> **FOLGENDES BEARBEITEN**
1. Geben Sie bitte einen Abschnitt der Zeilen unterhalb des Texts über die Salzburger Festspiele wortgetreu wieder. Beginnen Sie bei der Zeile, die "Pin each instance of the pull" enthält, und hören Sie nach der Zeile auf, die "column 277, row 66" enthält.
2. Führen Sie den Text über die Salzburger Festspiele nach seinem letzten Satz fort.

--- TEXT ZUM LESEN ---

Auch der griechische Stardirigent Teodor Currentzis, wegen seiner russischen Zweitbürgerschaft und nie erfolgten Distanzierung vom russischen Angriffskrieg auf die Ukraine umstritten, ist 2025 wieder dabei - mit seinem Utopia Orchester, einem Klangkörper, den Currentzis eigens für Auftritte im Westen gegründet hat.
Viele russische Künstler - aber keine Davydova
Im Dezember 2024 überschattete der Eklat um die Kündigung der russischen Festival-Chefin Marina Davydova die Präsentation des Salzburg-Programms. Man trennte sich von der Dramaturgin - die auch eine konsequente Kritikerin des Putin-Regimes ist - wegen der Nichteinhaltung der vertraglichen Modalitäten, weil sie ohne Ankündigung für ein weiteres Festival tätig gewesen war.
Ansonsten zeigt das Programm der Festspiele eher eine große Solidarität mit Kulturschaffenden, die dem Putin-Reich den Rücken gekehrt haben: So wirken in Salzburg die russischen Regisseure Kirill Serebrennikov (Sorokins "Schneesturm") und Dmitri Tcherniakov (Händels "Giulio Cesare in Egitto") oder Evgeny Titov (Tschechows "Drei Schwestern" in der Fassung des vor kurzem verstorbenen Peter Eötvös) mit.

--- ZEILEN ---

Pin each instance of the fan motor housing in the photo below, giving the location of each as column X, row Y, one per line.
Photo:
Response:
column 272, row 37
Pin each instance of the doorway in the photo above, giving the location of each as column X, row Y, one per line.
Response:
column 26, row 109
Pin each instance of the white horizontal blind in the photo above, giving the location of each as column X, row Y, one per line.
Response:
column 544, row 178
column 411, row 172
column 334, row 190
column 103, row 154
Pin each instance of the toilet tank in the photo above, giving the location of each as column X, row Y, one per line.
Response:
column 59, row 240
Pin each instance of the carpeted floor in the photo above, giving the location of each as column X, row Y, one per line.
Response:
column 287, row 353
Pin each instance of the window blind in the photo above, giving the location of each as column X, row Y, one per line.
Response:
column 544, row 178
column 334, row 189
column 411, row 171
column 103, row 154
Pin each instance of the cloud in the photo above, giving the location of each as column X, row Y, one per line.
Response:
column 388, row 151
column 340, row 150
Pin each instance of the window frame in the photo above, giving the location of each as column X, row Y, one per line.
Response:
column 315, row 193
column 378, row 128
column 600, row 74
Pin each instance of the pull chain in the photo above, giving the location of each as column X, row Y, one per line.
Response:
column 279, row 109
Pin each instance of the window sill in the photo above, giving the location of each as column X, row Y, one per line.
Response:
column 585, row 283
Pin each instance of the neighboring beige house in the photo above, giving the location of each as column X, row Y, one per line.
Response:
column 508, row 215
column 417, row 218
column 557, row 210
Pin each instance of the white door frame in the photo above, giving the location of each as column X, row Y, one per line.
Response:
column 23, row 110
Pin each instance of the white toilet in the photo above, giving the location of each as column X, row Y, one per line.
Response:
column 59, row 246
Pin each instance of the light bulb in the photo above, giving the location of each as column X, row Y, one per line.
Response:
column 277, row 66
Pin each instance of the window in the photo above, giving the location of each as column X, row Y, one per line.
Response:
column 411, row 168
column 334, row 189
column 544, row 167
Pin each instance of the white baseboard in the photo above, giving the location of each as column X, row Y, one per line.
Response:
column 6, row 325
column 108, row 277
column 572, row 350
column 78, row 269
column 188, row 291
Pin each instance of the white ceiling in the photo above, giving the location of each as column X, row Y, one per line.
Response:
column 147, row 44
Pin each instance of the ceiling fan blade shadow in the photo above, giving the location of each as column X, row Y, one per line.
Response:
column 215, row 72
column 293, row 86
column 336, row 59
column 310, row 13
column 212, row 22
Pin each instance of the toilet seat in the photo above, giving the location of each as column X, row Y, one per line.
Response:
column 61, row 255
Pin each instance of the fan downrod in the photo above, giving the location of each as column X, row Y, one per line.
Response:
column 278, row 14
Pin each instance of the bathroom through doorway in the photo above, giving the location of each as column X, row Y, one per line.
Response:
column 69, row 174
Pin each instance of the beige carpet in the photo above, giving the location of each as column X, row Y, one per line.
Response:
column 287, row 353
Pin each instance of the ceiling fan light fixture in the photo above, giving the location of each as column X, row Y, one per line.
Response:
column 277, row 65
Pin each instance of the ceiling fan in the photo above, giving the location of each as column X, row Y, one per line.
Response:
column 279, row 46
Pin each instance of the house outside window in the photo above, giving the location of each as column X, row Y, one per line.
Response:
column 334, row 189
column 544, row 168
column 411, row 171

---

> **ERGEBNISSE JE AUFGABE**
1.
Pin each instance of the pull chain in the photo above, giving the location of each as column X, row Y, one per line.
Response:
column 279, row 109
Pin each instance of the window sill in the photo above, giving the location of each as column X, row Y, one per line.
Response:
column 585, row 283
Pin each instance of the neighboring beige house in the photo above, giving the location of each as column X, row Y, one per line.
Response:
column 508, row 215
column 417, row 218
column 557, row 210
Pin each instance of the white door frame in the photo above, giving the location of each as column X, row Y, one per line.
Response:
column 23, row 110
Pin each instance of the white toilet in the photo above, giving the location of each as column X, row Y, one per line.
Response:
column 59, row 246
Pin each instance of the light bulb in the photo above, giving the location of each as column X, row Y, one per line.
Response:
column 277, row 66

2.
"Ich verhehle auch nicht, dass ich als Pianist ein großer Bewunderer der russischen Klavierschule bin", sagte Salzburg-Intendant Hinterhäuser der DW. In Salzburg werden Grigori Sokolow, Arkadi Volodos, Evgeny Kissin, Daniil Trifonow und Alexander Malofeev auftreten. Mit einer Konzertreihe ehren sie insbesondere den Komponisten und Pianisten Dmitri Schostakowitsch anlässlich seines 50. Todestages am 9. August.
Geplant ist auch eine Lesung der Ukrainerin Marianna Kijanowska aus ihrem mehrfach preisgekrönten Werk "Babyn Jar. Stimmen". Die Dichterin erzählt von der Ermordung von mehr als 33.000 Juden, fast der gesamten jüdischen Bevölkerung Kyjiws, durch die Nazis im September 1941.